++++ PAGE TEXT ++++

PRQL is a similar idea, and it compiles to SQL: https://prql-lang.org/ from invo...

snthpy · 2025-02-13T16:20:54 1739463654

SQL pipe syntax is a great step in the right direction but what I think sets PRQL apart (in my very biased opinion, contributor) is the ability to define functions.

Here's a simple example:

    # define the "take_smallest" function
    let take_smallest = func n col tbl<relation> -> (
     from tbl
     sort col
     take n
     )
    
    # find smallest 3 tracks by milliseconds
    from tracks
    take_smallest 3 milliseconds

You can try this now in the online playground: https://prql-lang.org/playground/

That's simple enough and there's not that much gained there but say you now want to find the 3 smallest tracks per album by bytes?

That's really simple in PRQL and you can just reuse the "take_smallest" function and pass a different column name as an argument:

    from tracks
    group album_id (
     take_smallest 3 bytes
     )

snthpy · 2025-02-13T16:23:50 1739463830

Here's a more complex example for sessionizing user events:

    # specify the target SQL dialect
    prql target:sql.duckdb
    
    # define the "sessionize" function
    let sessionize = func user_col date_col max_gap:365 tbl<relation> -> (  
      from tbl
      group user_col (
        window rows:-1..0 (
          sort date_col
          derive prev_date=(lag 1 (date_col|as date))
          )
      )
      derive {
        date_diff = (date_col|as date) - prev_date,
        is_new_session = case [date_diff > max_gap  || prev_date==null => 1, true => 0],
        }
      window rows:..0 (
        group user_col (
          sort {date_col}
          derive user_session_id = (sum is_new_session)
        )
        sort {user_col, date_col}
        derive global_session_id = (sum is_new_session)
      )
      select !{prev_date, date_diff, is_new_session}
    )
    
    # main query
    from invoices
    select {customer_id, invoice_date}
    sessionize customer_id invoice_date max_gap:365
    sort {customer_id, invoice_date}

You can also try that in the playground: https://prql-lang.org/playground/

jshute00 · 2025-02-14T05:43:32 1739511812

SQL with pipe syntax can also do functions like that. An sequence of pipe operators can be saved as a table-valued function, and then reused by invoking in other queries with CALL.

Example:

  CREATE TEMP TABLE FUNCTION ExtendDates(input ANY TABLE, num_days INT64)
  AS
  FROM input
  |> EXTEND date AS original_date
  |> EXTEND max(date) OVER () AS max_date
  |> JOIN UNNEST(generate_array(0, num_days - 1)) diff_days
  |> SET date = date_add(date, INTERVAL diff_days DAY)

++++

- _CHALLENGE A_: Could you extract everything from "SQL with pipe" down to "queries with CALL." in the PRQL thread, word for word?

++++ DATA RECORDS ++++

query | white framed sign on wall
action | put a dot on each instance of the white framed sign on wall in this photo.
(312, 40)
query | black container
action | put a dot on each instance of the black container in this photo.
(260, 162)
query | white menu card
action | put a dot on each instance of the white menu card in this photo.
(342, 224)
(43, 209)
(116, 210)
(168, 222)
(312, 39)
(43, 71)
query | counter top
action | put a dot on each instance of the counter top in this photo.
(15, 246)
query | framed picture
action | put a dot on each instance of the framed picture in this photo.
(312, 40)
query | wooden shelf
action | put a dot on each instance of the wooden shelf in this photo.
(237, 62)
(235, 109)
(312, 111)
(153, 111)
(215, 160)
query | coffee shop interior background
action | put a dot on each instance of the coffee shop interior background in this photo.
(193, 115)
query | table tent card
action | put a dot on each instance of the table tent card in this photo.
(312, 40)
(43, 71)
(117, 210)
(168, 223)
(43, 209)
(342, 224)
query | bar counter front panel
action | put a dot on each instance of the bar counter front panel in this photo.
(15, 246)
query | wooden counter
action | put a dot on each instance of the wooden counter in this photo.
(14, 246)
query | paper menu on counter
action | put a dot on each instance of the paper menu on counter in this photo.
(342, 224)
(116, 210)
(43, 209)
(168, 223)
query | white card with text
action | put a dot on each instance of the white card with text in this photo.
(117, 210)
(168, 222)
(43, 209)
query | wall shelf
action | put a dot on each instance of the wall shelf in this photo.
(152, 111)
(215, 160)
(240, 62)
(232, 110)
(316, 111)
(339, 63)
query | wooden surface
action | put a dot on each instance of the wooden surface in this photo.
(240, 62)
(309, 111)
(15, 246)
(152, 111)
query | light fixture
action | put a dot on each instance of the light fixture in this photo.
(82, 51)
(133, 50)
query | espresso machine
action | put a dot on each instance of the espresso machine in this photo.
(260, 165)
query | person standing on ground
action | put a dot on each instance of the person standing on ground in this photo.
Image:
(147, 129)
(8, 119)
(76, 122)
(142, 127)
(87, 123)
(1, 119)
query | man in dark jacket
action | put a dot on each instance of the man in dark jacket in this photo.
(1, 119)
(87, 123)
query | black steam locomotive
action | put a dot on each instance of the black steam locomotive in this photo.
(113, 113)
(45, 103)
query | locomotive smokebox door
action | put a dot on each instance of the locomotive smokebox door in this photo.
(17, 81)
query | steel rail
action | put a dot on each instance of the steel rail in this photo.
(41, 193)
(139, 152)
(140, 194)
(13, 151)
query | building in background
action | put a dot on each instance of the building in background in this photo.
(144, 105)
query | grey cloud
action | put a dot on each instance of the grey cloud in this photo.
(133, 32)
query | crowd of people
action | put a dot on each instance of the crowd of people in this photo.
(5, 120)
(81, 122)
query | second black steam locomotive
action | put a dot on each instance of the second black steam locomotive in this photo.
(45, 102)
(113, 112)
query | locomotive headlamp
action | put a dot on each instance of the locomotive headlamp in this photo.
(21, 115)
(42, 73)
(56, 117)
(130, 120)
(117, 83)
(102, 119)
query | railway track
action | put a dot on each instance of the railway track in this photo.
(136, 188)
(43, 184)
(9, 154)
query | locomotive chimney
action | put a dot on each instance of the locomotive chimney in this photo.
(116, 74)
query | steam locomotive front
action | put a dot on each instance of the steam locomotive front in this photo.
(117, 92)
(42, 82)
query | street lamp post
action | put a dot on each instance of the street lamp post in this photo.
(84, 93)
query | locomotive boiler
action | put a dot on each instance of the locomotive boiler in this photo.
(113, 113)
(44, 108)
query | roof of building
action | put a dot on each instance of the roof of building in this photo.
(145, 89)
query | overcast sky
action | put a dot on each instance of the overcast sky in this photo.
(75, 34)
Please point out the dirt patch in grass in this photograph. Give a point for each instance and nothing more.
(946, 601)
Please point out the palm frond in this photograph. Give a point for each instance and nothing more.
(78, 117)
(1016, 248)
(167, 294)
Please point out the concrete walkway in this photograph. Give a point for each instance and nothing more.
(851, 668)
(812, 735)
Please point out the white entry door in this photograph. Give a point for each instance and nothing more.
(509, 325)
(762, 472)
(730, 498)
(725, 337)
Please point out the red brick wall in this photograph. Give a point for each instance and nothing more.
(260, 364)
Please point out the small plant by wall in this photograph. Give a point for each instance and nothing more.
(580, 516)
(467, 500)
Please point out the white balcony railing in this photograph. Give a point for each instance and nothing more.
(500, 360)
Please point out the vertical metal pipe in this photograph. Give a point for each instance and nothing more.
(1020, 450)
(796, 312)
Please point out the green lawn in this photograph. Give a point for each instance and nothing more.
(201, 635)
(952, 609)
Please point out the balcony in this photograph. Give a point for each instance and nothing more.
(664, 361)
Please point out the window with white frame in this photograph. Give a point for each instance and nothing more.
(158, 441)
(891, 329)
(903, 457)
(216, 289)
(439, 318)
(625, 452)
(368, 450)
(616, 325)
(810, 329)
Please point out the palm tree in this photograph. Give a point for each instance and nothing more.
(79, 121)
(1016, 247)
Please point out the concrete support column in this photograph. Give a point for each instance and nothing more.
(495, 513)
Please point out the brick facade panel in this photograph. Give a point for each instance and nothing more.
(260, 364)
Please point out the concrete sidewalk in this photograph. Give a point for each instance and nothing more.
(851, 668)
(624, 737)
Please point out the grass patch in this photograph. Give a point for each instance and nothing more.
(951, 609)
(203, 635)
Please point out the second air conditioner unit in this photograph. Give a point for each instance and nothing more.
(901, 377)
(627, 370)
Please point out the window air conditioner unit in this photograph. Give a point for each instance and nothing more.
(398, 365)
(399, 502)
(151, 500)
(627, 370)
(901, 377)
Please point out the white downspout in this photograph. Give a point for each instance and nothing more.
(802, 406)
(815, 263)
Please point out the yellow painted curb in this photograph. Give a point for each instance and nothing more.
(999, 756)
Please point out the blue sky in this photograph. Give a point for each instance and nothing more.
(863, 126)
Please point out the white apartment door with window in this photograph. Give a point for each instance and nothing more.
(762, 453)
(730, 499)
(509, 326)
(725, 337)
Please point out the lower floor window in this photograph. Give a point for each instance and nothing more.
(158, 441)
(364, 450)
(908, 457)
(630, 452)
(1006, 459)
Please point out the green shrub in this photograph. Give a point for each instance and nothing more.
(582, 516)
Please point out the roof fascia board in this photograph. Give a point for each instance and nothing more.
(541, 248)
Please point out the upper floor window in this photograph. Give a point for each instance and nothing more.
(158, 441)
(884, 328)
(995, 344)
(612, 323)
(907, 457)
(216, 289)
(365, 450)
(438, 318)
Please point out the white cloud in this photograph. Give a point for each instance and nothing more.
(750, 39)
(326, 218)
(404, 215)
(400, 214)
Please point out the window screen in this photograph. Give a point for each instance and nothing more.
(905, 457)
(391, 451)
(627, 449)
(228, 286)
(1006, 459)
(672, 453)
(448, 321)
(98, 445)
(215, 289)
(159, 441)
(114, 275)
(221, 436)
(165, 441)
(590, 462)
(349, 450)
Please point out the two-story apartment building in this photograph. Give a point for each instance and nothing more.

++++
++++ DATA RECORDS ++++

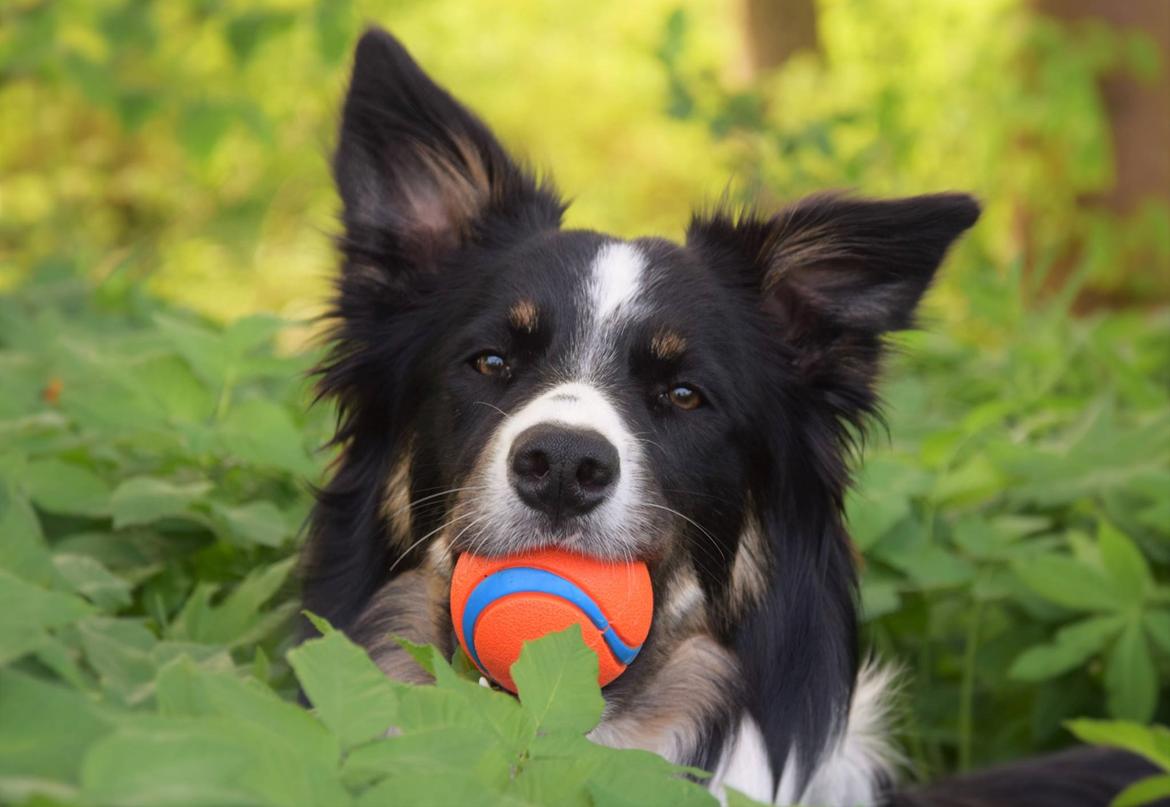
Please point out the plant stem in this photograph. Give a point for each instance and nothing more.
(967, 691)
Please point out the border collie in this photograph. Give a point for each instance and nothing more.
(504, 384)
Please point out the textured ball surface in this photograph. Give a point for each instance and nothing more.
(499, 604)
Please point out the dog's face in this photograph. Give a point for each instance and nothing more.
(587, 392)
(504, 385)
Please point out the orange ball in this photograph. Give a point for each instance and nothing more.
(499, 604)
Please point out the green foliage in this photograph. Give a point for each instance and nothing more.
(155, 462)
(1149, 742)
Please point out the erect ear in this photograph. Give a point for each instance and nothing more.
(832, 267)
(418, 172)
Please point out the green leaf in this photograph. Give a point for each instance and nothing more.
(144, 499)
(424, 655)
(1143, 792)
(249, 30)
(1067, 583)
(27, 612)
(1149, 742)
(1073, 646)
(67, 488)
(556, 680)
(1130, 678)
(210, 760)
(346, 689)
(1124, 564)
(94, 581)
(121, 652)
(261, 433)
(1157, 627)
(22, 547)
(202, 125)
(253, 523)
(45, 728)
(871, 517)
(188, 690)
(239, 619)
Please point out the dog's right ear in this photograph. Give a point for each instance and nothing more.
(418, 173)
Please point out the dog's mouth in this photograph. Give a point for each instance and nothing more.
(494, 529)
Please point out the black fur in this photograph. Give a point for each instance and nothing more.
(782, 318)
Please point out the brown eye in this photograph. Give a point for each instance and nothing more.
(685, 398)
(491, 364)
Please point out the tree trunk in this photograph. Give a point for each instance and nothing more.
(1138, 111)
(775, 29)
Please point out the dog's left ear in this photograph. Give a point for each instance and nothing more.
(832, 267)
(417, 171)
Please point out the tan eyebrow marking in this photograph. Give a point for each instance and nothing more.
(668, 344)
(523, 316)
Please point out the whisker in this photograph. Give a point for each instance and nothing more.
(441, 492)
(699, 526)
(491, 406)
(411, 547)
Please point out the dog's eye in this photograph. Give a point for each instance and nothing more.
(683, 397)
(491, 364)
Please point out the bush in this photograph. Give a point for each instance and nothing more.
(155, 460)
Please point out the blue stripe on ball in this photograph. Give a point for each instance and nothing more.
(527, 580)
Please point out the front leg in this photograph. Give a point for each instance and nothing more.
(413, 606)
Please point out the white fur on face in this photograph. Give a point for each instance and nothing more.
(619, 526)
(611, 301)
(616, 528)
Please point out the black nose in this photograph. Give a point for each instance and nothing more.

++++
++++ DATA RECORDS ++++

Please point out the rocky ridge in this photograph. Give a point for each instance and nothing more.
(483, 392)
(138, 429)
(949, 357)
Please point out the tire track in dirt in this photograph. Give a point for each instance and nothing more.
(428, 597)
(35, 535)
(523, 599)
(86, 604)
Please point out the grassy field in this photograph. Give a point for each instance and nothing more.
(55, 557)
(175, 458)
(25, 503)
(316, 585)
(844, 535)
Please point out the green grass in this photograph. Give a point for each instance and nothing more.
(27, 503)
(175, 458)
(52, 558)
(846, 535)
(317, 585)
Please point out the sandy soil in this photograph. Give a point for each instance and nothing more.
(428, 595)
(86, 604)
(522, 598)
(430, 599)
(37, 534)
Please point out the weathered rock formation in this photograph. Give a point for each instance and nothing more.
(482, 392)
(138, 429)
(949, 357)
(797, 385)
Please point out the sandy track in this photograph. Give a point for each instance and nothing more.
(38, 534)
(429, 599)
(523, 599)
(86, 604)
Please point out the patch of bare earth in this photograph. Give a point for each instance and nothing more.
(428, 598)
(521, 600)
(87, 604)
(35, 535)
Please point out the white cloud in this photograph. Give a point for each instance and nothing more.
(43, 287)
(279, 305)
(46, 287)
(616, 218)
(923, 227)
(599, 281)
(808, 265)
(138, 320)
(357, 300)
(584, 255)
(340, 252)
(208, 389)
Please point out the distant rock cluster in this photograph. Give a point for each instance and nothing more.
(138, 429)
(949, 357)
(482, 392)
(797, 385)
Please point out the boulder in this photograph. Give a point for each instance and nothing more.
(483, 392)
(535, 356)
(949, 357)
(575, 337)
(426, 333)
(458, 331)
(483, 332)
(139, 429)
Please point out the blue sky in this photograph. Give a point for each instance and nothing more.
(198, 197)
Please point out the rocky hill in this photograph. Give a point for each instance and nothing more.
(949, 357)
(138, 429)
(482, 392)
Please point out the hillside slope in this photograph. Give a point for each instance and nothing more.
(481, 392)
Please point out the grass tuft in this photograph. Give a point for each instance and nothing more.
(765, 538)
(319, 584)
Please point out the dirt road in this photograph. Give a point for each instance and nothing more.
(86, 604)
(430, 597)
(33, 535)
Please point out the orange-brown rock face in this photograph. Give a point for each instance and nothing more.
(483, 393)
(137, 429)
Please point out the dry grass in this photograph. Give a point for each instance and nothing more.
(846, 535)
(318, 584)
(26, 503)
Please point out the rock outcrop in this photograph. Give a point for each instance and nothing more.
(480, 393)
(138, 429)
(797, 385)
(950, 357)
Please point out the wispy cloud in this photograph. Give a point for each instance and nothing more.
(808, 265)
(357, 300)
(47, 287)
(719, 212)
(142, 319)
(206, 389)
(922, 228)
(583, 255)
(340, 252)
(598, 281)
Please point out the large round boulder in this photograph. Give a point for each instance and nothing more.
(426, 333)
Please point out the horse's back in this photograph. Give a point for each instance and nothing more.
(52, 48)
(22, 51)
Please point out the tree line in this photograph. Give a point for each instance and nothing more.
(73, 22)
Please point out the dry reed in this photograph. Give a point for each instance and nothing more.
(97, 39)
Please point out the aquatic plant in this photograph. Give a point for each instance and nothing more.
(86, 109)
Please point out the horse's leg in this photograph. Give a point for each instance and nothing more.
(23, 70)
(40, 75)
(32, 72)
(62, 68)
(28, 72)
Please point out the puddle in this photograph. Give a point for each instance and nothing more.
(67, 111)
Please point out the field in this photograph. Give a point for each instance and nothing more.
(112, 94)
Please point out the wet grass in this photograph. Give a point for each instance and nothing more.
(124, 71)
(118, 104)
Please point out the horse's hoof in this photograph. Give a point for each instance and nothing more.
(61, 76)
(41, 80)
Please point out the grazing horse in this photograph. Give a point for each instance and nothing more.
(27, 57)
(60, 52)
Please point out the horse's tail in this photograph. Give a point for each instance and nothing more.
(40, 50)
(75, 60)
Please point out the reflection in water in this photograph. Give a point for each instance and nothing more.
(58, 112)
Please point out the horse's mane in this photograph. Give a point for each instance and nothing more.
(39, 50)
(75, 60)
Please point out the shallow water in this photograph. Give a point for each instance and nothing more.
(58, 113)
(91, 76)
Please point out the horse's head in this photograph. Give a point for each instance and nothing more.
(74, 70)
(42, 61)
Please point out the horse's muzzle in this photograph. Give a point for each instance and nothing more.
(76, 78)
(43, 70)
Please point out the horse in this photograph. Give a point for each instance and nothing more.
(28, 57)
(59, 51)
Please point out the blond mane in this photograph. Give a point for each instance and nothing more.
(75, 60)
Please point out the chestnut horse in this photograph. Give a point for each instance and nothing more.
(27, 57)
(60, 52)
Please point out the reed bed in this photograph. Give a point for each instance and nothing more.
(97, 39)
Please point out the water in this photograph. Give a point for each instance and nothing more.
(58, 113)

++++

- _CHALLENGE B_: Counting across all three blocks of rows, how many lines contain the word "crowd"? Reply with the number alone.

- _ANSWER A_:
SQL with pipe syntax can also do functions like that. An sequence of pipe operators can be saved as a table-valued function, and then reused by invoking in other queries with CALL.

- _ANSWER B_: 2